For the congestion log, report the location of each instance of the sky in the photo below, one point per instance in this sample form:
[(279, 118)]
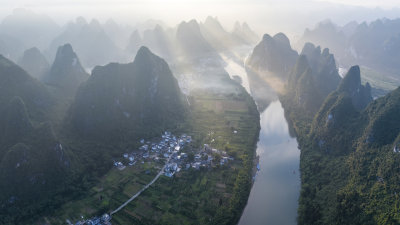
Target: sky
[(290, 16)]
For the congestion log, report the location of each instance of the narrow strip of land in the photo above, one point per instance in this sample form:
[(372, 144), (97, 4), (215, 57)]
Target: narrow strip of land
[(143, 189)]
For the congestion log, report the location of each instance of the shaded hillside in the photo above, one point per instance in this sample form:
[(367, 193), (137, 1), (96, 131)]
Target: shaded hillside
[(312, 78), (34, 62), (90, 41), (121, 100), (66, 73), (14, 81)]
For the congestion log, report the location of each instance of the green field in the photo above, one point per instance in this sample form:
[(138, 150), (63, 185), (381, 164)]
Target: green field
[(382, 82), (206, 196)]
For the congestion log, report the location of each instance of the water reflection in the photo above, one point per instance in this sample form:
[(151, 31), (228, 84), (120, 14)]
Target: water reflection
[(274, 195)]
☆ ☆ ☆ ☆ ☆
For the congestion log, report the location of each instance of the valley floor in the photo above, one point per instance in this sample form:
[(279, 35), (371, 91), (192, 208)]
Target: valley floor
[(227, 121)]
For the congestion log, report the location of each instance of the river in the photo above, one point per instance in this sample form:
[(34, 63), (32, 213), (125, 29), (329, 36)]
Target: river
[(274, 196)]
☆ ☆ ☆ ☆ ☆
→ **What is being asked**
Reply with the count alone: how many lines of the records contain the string "above"?

→ **Response box**
6